Продублируйте дословно отрывок из текста о методологии Шпенглера, начиная со слов «Прежде всего, Шпенглер» и заканчивая словами «об этих событиях.» включительно.

▸ Исходный документ:
>>

2. Методология исследования

       Первоначальная форма доклада, а стало быть, прямое обращение к публике, заставляло Шпенглера формулировать многие тезисы в очень эмоциональной (по сравнению, например, с «Закатом Европы») форме и это чувствуется в окончательном варианте книги. Тем не менее, он старается воздерживаться от оценочных суждений, вводя некоторые важные методологические ограничения.

    Прежде всего, Шпенглер настаивает на необходимости серьезной исторической дистанции – действительная оценка события возможна только тогда, когда оно стало «далеким прошлым». В этом аспекте о Наполеоне стало возможным адекватно судить только в конце ХIX века, а о Бисмарке до сих пор, то есть в 1933 г., нельзя сказать ничего окончательного. Более того, нельзя доверять никаким участникам крупных исторических событий – только когда они умрут, тогда и сформируется адекватное суждение об этих событиях.

<<

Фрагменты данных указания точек
>>

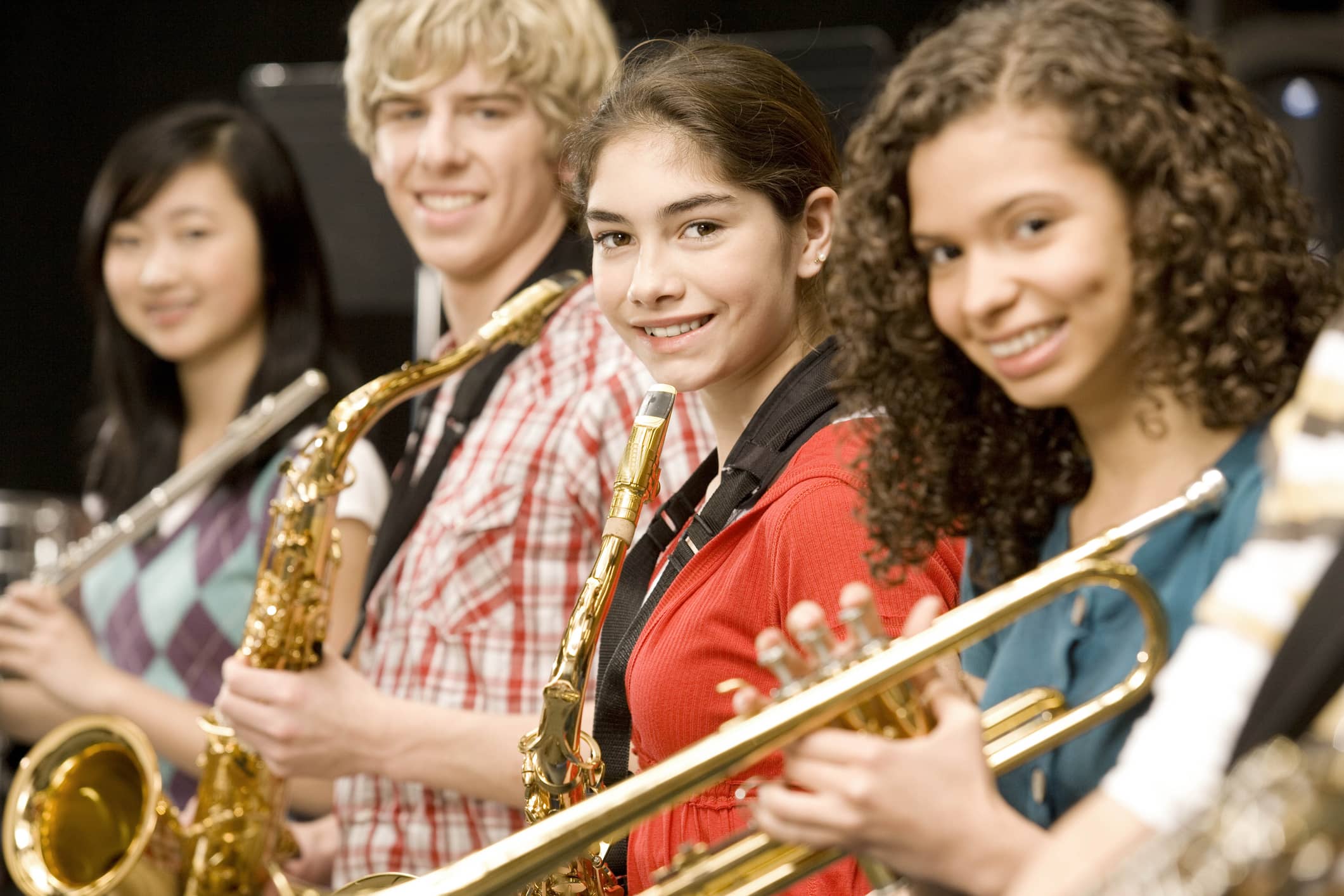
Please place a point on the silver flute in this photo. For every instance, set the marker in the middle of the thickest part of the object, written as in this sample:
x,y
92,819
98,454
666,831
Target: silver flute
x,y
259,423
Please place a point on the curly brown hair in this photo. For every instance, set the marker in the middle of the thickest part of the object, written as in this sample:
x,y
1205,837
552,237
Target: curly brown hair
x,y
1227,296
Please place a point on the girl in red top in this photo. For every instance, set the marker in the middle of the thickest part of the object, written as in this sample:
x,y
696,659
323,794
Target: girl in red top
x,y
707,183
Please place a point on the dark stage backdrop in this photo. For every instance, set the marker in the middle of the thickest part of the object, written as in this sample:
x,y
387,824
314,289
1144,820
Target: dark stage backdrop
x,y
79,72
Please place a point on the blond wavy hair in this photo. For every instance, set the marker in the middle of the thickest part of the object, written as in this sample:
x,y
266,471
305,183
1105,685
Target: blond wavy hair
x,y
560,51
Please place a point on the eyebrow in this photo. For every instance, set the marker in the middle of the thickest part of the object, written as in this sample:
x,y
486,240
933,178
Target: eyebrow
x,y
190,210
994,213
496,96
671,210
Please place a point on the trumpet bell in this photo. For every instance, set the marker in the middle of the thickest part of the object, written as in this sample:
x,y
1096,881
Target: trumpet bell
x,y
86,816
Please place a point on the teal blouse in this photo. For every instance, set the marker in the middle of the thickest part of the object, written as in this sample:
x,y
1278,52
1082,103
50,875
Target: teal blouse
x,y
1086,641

<<

▸ Выполненное задание:
Прежде всего, Шпенглер настаивает на необходимости серьезной исторической дистанции – действительная оценка события возможна только тогда, когда оно стало «далеким прошлым». В этом аспекте о Наполеоне стало возможным адекватно судить только в конце ХIX века, а о Бисмарке до сих пор, то есть в 1933 г., нельзя сказать ничего окончательного. Более того, нельзя доверять никаким участникам крупных исторических событий – только когда они умрут, тогда и сформируется адекватное суждение об этих событиях.